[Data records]
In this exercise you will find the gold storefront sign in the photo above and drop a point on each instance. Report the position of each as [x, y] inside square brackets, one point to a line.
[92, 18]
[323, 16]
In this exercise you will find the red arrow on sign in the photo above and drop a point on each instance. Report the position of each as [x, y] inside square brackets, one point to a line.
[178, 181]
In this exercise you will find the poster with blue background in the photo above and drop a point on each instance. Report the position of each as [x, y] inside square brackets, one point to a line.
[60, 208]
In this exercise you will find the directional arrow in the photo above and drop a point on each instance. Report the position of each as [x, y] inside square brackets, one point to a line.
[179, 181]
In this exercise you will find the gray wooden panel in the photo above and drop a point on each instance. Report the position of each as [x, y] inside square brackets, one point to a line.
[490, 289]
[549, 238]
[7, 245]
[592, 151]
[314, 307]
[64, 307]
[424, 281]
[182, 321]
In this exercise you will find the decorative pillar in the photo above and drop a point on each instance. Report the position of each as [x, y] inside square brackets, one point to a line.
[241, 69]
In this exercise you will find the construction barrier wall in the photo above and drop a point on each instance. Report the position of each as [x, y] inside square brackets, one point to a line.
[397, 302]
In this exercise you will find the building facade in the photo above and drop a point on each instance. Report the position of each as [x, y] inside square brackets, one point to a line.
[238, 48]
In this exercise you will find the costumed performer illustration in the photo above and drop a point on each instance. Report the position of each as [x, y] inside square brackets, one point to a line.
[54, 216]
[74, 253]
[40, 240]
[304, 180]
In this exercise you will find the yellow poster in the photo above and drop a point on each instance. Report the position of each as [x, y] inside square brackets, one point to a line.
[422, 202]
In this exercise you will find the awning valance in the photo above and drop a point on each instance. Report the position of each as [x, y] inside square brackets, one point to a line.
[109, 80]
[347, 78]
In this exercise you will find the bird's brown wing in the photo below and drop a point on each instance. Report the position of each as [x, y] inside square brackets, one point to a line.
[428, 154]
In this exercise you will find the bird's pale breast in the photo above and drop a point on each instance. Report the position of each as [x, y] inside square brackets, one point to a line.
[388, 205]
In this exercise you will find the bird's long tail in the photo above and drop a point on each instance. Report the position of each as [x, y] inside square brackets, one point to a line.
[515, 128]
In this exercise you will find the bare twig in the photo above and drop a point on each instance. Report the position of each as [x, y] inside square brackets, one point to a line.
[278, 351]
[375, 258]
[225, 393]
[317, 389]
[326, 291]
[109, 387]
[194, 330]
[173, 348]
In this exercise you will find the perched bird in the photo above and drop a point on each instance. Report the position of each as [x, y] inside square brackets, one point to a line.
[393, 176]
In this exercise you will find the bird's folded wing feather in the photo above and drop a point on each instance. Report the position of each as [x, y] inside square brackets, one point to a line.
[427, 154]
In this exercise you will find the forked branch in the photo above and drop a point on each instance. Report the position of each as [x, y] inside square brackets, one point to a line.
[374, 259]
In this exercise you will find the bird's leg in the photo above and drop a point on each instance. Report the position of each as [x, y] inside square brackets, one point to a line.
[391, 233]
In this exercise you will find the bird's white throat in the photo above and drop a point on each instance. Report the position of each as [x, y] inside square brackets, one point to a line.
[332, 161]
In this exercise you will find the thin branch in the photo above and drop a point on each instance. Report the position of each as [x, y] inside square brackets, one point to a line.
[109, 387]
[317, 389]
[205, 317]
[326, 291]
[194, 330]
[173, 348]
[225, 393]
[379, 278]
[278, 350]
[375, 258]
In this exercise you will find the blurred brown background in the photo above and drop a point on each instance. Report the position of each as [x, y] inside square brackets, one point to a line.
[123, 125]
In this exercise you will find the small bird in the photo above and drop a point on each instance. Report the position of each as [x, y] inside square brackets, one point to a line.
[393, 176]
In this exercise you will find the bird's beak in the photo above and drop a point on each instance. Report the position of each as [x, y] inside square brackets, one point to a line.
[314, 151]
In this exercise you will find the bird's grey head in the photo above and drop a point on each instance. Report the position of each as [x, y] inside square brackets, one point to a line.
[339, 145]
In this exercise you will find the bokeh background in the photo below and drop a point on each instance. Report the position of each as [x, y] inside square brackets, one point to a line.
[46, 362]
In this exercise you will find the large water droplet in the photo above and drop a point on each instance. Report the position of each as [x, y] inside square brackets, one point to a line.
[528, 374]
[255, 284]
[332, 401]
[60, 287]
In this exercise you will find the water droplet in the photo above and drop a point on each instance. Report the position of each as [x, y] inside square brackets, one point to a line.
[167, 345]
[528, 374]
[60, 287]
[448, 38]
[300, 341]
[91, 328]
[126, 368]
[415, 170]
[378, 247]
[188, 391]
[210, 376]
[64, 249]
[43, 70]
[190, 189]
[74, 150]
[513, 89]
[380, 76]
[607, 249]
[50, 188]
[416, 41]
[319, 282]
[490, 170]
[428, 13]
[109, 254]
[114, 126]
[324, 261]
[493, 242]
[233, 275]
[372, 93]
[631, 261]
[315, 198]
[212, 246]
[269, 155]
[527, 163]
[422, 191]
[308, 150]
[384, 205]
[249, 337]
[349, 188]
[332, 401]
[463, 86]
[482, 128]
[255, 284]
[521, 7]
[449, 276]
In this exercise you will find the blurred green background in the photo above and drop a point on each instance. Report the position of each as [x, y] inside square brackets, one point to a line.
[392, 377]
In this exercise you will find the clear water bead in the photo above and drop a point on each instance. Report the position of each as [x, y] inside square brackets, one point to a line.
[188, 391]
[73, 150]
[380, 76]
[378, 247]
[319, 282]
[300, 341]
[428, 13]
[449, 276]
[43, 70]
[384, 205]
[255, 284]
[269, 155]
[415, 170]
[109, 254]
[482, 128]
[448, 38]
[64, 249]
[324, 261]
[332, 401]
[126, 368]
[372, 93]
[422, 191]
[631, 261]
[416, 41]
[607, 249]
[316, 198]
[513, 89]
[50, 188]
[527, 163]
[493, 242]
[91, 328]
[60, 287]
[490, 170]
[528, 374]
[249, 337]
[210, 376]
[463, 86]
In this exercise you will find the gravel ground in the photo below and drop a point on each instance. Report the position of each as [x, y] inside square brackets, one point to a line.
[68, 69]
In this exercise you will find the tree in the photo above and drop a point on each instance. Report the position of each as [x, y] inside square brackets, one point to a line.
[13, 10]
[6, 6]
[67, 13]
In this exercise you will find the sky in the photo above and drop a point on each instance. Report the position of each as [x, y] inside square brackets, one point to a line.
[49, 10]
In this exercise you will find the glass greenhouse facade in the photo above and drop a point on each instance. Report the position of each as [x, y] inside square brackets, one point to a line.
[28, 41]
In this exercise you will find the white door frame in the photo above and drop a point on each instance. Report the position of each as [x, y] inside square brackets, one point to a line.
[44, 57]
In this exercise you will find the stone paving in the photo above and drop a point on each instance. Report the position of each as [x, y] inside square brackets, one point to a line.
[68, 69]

EXERCISE GOAL -
Set down each record verbatim.

ANSWER FOR THE TASK -
In this exercise you will find the gold storefront sign in the photo above and drop a point on each instance. Report the position of each as [x, y] inside square brackets, one point to a line.
[92, 18]
[323, 16]
In this exercise you will find the red arrow on sign in the photo above and drop a point on each instance. Report the position of each as [x, y] inside square brackets, one point to a line.
[178, 181]
In this exercise you will find the poster with blue background in the photo above and drop a point on each instance. Report the position of each as [x, y] inside square brackets, one point to a line.
[60, 208]
In this exercise you will find the directional arrow in the photo above and drop a point on each instance. Report the position of each as [x, y] inside square brackets, one point to a line.
[179, 181]
In this exercise you will find the gray wooden panel in the photo above and drop a point on each instance. Report the position of each as [x, y] inside square brackets, one point to a line.
[490, 289]
[549, 238]
[7, 245]
[592, 151]
[314, 307]
[64, 307]
[424, 281]
[182, 321]
In this exercise you will find the decorative pillar in the photo above and drop a point on each instance. Report the position of each as [x, y] inside square brackets, one point to a line.
[241, 69]
In this exercise you will find the construction barrier wall in the photo above and drop a point on each instance. Report the position of each as [x, y] inside square brackets, one point to a line.
[397, 302]
In this exercise you will find the building facade in the photo above and drop a point on each instance. Report the position of each as [x, y] inside square brackets, one point to a line.
[238, 48]
In this exercise you will find the costumed performer illustration in the photo above and drop a point on each instance. Report the position of each as [x, y] inside square brackets, one point to a line.
[54, 216]
[74, 253]
[40, 240]
[304, 180]
In this exercise you will find the yellow poster in the photo above and drop a point on each instance. Report the position of each as [x, y] inside square brackets, one point to a line.
[422, 202]
In this exercise you will find the awning valance in the photo above and drop a point on each instance. Report the position of each as [x, y] inside square brackets, one point to a line.
[109, 80]
[347, 78]
In this exercise you will find the bird's brown wing in the photo below and drop a point on each instance. Report the position of each as [x, y] inside square brackets, one point to a line.
[428, 154]
In this exercise you will find the bird's pale breast in the photo above and drop a point on each instance. Report the position of each as [x, y] inside square brackets, one point to a line.
[388, 205]
In this exercise you will find the bird's long tail in the photo above and drop a point on each instance. Report the position of each as [x, y] inside square brackets, one point to a line.
[515, 128]
In this exercise you will find the bare twig in the photo above and drop a point on each instance. Report the position of each as [x, y] inside square brackets, one point to a line.
[278, 351]
[375, 258]
[225, 393]
[317, 389]
[326, 291]
[109, 387]
[194, 330]
[173, 348]
In this exercise you will find the perched bird in the photo above and drop a point on each instance. Report the position of each as [x, y] inside square brackets, one point to a line.
[393, 176]
In this exercise you will find the bird's folded wing feather in the photo above and drop a point on each instance. Report the position of each as [x, y] inside square brackets, one point to a line.
[427, 154]
In this exercise you will find the forked branch in the photo above and drop a point on each instance. Report the position of each as [x, y] inside square brackets, one point to a line.
[374, 259]
In this exercise you will find the bird's leg in the photo above and drop a point on each instance. Report the position of each as [x, y] inside square brackets, one point to a line.
[391, 233]
In this exercise you will find the bird's white throat in the photo above and drop a point on each instance. Report the position of each as [x, y] inside square brackets, one point to a line.
[332, 161]
In this exercise you will find the thin branch in the photo above and drop a point on each instance. Report the position of each as [x, y] inside square brackets, one point to a line.
[109, 387]
[317, 389]
[205, 317]
[326, 291]
[194, 330]
[173, 348]
[225, 393]
[379, 278]
[278, 350]
[375, 258]
In this exercise you will find the blurred brown background in the photo above and drop a point on each instance. Report the position of each as [x, y] inside square brackets, one point to a line.
[123, 125]
In this exercise you will find the small bird in the photo above and drop a point on each instance. Report the position of each as [x, y] inside square brackets, one point to a line.
[393, 176]
In this exercise you will find the bird's beak in the photo above and drop a point on each instance. Report the position of each as [x, y] inside square brackets, one point to a line.
[314, 151]
In this exercise you will find the bird's grey head in the photo above and drop a point on each instance. Report the position of each as [x, y] inside square brackets, one point to a line.
[339, 145]
In this exercise you will find the bokeh background in the photo below and drop a point on each instance. Report the position of each as [x, y] inside square brackets, one point to a line.
[46, 362]
In this exercise you will find the large water droplet in the photo above and drop a point on each instance. Report the position of each as [x, y] inside square brackets, one point to a line.
[528, 374]
[255, 284]
[332, 401]
[60, 287]
In this exercise you will find the water droplet in the photo above and drop a point on each instance. Report the position of each as [x, y] inside square brackets, one point to a line.
[167, 345]
[528, 374]
[60, 287]
[448, 38]
[300, 341]
[91, 328]
[126, 368]
[415, 170]
[378, 247]
[188, 391]
[210, 376]
[64, 249]
[43, 70]
[190, 189]
[74, 150]
[513, 89]
[380, 76]
[607, 249]
[50, 188]
[416, 41]
[319, 282]
[490, 170]
[428, 13]
[109, 254]
[114, 126]
[324, 261]
[493, 242]
[233, 275]
[372, 93]
[631, 261]
[315, 198]
[212, 246]
[269, 155]
[527, 163]
[422, 191]
[308, 150]
[384, 205]
[249, 337]
[349, 188]
[332, 401]
[463, 86]
[482, 128]
[255, 284]
[521, 7]
[449, 276]
In this exercise you will find the blurred green background in the photo above and drop a point on each instance. Report the position of each as [x, y] inside square brackets, one point to a line.
[392, 377]
In this exercise you will find the clear water bead in the photo above and drop a point on each instance. Report the position of each as [x, y] inside square brackets, one point to a line.
[188, 391]
[73, 150]
[380, 76]
[378, 247]
[319, 282]
[300, 341]
[428, 13]
[449, 276]
[43, 70]
[384, 205]
[255, 284]
[269, 155]
[415, 170]
[109, 254]
[482, 128]
[448, 38]
[64, 249]
[324, 261]
[332, 401]
[126, 368]
[372, 93]
[422, 191]
[631, 261]
[416, 41]
[607, 249]
[316, 198]
[513, 89]
[50, 188]
[527, 163]
[493, 242]
[91, 328]
[60, 287]
[490, 170]
[528, 374]
[249, 337]
[210, 376]
[463, 86]
In this exercise you will find the gravel ground in the photo below and drop a point on each instance. Report the position of each as [x, y] inside square brackets, one point to a line.
[68, 69]
In this exercise you will find the tree in the photo above and drop a point on each instance. Report the position of each as [x, y] inside square brackets, one point to a line.
[13, 10]
[6, 6]
[67, 13]
In this exercise you will find the sky in the photo above and drop a point on each instance. Report the position of each as [x, y] inside square brackets, one point to a line.
[49, 10]
In this exercise you will find the glass greenhouse facade in the photo above and drop a point on each instance. Report the position of each as [x, y] inside square brackets, one point to a line.
[28, 41]
In this exercise you will find the white door frame in the photo above and drop a point on each instance. Report the position of each as [x, y] inside square brackets, one point to a line.
[44, 57]
In this exercise you will find the stone paving in the photo above and drop a point on each instance. Report the position of each as [x, y] inside square brackets, one point to a line.
[68, 69]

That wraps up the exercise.